++++ GIVEN DATA

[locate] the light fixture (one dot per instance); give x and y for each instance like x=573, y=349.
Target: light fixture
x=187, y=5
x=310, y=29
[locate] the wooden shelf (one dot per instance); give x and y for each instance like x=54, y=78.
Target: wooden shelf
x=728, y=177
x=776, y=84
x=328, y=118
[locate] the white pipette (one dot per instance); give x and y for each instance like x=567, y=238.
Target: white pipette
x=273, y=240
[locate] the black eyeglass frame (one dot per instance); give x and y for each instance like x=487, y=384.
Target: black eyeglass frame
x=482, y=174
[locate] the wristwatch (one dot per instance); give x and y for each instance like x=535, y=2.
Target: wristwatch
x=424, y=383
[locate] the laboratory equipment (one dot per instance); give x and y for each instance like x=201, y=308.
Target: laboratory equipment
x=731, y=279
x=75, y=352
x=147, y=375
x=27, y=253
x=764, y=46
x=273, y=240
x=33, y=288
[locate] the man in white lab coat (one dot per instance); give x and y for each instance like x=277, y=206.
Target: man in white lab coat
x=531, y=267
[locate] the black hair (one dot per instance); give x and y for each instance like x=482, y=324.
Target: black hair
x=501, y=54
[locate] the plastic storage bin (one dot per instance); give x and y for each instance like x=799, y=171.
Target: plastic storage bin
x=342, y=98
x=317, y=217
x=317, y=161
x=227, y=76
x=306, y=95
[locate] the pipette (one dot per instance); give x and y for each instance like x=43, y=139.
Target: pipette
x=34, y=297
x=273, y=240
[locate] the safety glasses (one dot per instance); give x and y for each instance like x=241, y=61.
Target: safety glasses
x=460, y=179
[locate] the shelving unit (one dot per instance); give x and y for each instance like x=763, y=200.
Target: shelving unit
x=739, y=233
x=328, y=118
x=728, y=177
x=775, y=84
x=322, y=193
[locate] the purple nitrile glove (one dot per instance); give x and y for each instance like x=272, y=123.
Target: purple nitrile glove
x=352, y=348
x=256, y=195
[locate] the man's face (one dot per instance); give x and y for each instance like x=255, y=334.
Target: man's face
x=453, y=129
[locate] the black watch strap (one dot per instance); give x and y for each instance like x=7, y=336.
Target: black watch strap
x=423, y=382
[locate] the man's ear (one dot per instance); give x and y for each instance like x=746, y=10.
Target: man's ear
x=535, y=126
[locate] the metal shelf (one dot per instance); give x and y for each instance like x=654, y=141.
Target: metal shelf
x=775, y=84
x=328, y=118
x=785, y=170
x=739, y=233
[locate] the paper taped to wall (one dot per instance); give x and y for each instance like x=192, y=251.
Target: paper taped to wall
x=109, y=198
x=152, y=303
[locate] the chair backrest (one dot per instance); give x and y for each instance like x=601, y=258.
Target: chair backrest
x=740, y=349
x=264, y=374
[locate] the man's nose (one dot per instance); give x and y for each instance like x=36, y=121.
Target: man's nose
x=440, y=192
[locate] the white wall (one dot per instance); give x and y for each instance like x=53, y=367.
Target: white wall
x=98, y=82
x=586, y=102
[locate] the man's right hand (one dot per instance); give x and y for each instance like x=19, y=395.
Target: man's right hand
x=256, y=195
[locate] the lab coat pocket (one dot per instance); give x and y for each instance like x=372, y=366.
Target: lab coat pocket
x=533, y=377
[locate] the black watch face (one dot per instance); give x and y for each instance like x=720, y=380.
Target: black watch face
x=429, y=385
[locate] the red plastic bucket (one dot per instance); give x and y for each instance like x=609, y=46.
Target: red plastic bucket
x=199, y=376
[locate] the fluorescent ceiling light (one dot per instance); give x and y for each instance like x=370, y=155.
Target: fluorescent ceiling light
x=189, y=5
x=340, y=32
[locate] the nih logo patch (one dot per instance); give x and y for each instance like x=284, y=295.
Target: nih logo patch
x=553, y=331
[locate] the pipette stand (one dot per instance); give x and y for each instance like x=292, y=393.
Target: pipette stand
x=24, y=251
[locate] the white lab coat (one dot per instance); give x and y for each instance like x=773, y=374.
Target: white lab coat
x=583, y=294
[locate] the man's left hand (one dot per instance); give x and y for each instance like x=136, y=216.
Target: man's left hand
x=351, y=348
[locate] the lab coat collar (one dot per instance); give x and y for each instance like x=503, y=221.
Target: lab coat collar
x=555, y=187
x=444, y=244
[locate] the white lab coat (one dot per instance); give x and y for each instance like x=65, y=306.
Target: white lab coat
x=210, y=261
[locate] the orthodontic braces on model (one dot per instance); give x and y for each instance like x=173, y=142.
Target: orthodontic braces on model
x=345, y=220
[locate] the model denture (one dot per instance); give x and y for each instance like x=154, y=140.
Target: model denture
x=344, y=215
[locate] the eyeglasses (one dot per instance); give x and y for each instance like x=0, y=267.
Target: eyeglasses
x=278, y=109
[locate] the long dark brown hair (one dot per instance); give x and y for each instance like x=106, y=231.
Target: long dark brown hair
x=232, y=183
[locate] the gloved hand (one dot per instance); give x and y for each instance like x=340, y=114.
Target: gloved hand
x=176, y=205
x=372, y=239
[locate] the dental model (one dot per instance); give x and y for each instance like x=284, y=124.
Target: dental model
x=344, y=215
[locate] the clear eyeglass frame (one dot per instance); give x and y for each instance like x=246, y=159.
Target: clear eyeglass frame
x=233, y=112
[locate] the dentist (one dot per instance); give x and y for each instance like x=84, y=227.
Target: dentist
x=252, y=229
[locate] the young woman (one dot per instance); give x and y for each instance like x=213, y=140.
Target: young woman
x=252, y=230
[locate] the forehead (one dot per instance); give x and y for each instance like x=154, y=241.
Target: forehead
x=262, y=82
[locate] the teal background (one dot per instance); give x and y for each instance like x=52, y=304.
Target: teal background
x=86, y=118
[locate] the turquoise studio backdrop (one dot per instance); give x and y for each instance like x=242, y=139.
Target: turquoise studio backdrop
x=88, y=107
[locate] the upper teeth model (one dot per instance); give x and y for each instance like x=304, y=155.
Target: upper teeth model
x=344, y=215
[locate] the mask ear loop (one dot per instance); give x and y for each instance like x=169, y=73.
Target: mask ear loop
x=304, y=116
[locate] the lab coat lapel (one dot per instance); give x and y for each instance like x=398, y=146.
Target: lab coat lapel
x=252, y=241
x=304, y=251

++++++++

§ **EXERCISE OBJECTIVE**
Your task is to copy all of the entries exactly.

§ **RESPONSE TO THIS EXERCISE**
[locate] the light fixture (one dot per instance); give x and y for each instance like x=573, y=349.
Target: light fixture
x=187, y=5
x=310, y=29
[locate] the wooden shelf (one dot per instance); give x and y for each instance like x=54, y=78.
Target: wooden shelf
x=728, y=177
x=776, y=84
x=328, y=118
[locate] the white pipette (one dot per instance); give x and y for each instance like x=567, y=238.
Target: white pipette
x=273, y=240
[locate] the black eyeglass frame (one dot per instance); give x and y for each instance like x=487, y=384.
Target: black eyeglass frame
x=482, y=174
[locate] the wristwatch (one dot per instance); give x and y for each instance like x=535, y=2.
Target: wristwatch
x=424, y=383
[locate] the laboratory equipment (one dot per instance); give x and y for each instance like x=201, y=308.
Target: laboratory equipment
x=731, y=279
x=75, y=352
x=147, y=375
x=27, y=253
x=764, y=46
x=273, y=240
x=33, y=288
[locate] the man in white lab coat (one dot per instance); give x and y for each instance like x=277, y=206.
Target: man in white lab coat
x=531, y=267
[locate] the black hair (one dot per instance); give x and y for each instance like x=482, y=324.
Target: black hair
x=501, y=54
[locate] the plastic storage bin (one dot per instance); give x and y for each instance like x=799, y=171.
Target: plastic storage bin
x=342, y=98
x=317, y=217
x=317, y=161
x=227, y=76
x=306, y=95
[locate] the pipette (one dot per instance); give x and y for each instance like x=43, y=139.
Target: pipette
x=34, y=297
x=273, y=240
[locate] the safety glasses (one dot per instance); give x and y for each instance like x=241, y=61.
Target: safety glasses
x=460, y=179
[locate] the shelving unit (one dot per instance); give x and y for each instance like x=763, y=200.
Target: shelving unit
x=739, y=233
x=328, y=118
x=728, y=177
x=775, y=84
x=322, y=193
[locate] the purple nitrile glove (one dot per instance); give x and y for each instance like x=272, y=123.
Target: purple nitrile glove
x=352, y=348
x=256, y=195
[locate] the man's face (one dot per instance); give x and y for each instance like x=255, y=334.
Target: man's face
x=453, y=129
[locate] the black watch strap (one dot per instance); give x and y for each instance like x=7, y=336.
Target: black watch strap
x=423, y=382
[locate] the man's ear (one dot per instance); give x and y for each instance like x=746, y=10.
Target: man's ear
x=535, y=126
[locate] the metal shelf (one dot per instance); give x and y for each instance like x=654, y=141.
Target: metal shelf
x=775, y=84
x=328, y=118
x=785, y=170
x=739, y=233
[locate] the paper taped to wall (one dot per instance); give x and y for each instance like x=192, y=251.
Target: paper taped to wall
x=109, y=198
x=152, y=303
[locate] the chair backrest (one dot per instance); give x and y for each instance like x=601, y=258.
Target: chair backrest
x=740, y=349
x=264, y=374
[locate] the man's nose (one dot per instance); give x and y for each instance like x=36, y=121.
Target: man's nose
x=440, y=192
[locate] the white wall (one dot per instance); give x and y for each instance like x=53, y=367.
Target: white wall
x=98, y=82
x=586, y=102
[locate] the man's right hand (one dot per instance); give x and y for each instance like x=19, y=395.
Target: man's right hand
x=256, y=195
[locate] the lab coat pocket (one dot per instance); give x and y for each instance like x=372, y=366.
Target: lab coat pocket
x=533, y=377
[locate] the black watch face (one dot per instance); give x and y for each instance like x=720, y=380.
Target: black watch face
x=429, y=385
[locate] the red plastic bucket (one dot per instance); give x and y for each instance like x=609, y=46.
Target: red plastic bucket
x=199, y=376
[locate] the fluorescent ceiling light (one dot per instance); give x and y for each instance like x=370, y=155.
Target: fluorescent ceiling light
x=189, y=5
x=340, y=32
[locate] the nih logo patch (one dot per instance); give x and y for each instance like x=284, y=295.
Target: nih logo patch
x=553, y=331
[locate] the pipette stand (one dot per instance); give x and y for each instance like x=292, y=393.
Target: pipette stand
x=24, y=251
[locate] the white lab coat (one dot per instance); give x and y for each instance like x=773, y=374.
Target: white lab coat
x=583, y=294
[locate] the man's left hand (one dot per instance); give x and y for each instance like x=136, y=216.
Target: man's left hand
x=351, y=348
[locate] the lab coat collar (one dot per instance); give x and y for each instance like x=503, y=221.
Target: lab coat collar
x=555, y=187
x=444, y=244
[locate] the white lab coat (one dot per instance); give x and y for each instance like x=65, y=306.
Target: white lab coat
x=210, y=261
[locate] the orthodontic braces on model (one dot per instance); give x and y for each instance like x=173, y=142.
Target: orthodontic braces on model
x=345, y=220
[locate] the model denture (one dot per instance); give x and y for each instance like x=154, y=140.
Target: model denture
x=344, y=215
[locate] the eyeglasses (one dot per instance); give x and y for each instance like x=0, y=267.
Target: eyeglasses
x=278, y=109
[locate] the long dark brown hair (one dot per instance); give x and y for each instance like x=106, y=231.
Target: long dark brown hair
x=232, y=183
[locate] the gloved hand (one dot per instance); give x and y for each instance like x=340, y=114.
Target: gloved hand
x=176, y=205
x=372, y=239
[locate] the dental model (one dot per instance); give x and y for each instance like x=284, y=124.
Target: dental model
x=344, y=215
[locate] the clear eyeglass frame (one dot per instance); give x and y for each instance like x=246, y=159.
Target: clear eyeglass frame
x=233, y=112
[locate] the dentist (one dot per instance); give x and y for each instance like x=84, y=227.
Target: dentist
x=252, y=229
[locate] the young woman (one dot per instance); give x and y for each instance like x=213, y=140.
Target: young woman
x=252, y=230
[locate] the forehead (one dot per instance); give x and y for each instance like x=154, y=241.
Target: forehead
x=262, y=82
[locate] the teal background (one dot per instance); give x and y for each instance like x=52, y=304.
Target: teal background
x=86, y=118
[locate] the turquoise studio backdrop (one dot per instance); give x and y for each instance like x=242, y=139.
Target: turquoise studio backdrop
x=88, y=107
[locate] the upper teeth model (one dot per instance); give x and y for each instance like x=304, y=155.
Target: upper teeth model
x=344, y=215
[locate] the mask ear loop (one dot per instance); give x and y for each instance like x=169, y=73.
Target: mask ear loop
x=304, y=116
[locate] the lab coat lapel (one dot per instance); give x and y for each instance like x=398, y=146.
Target: lab coat lapel
x=252, y=241
x=304, y=251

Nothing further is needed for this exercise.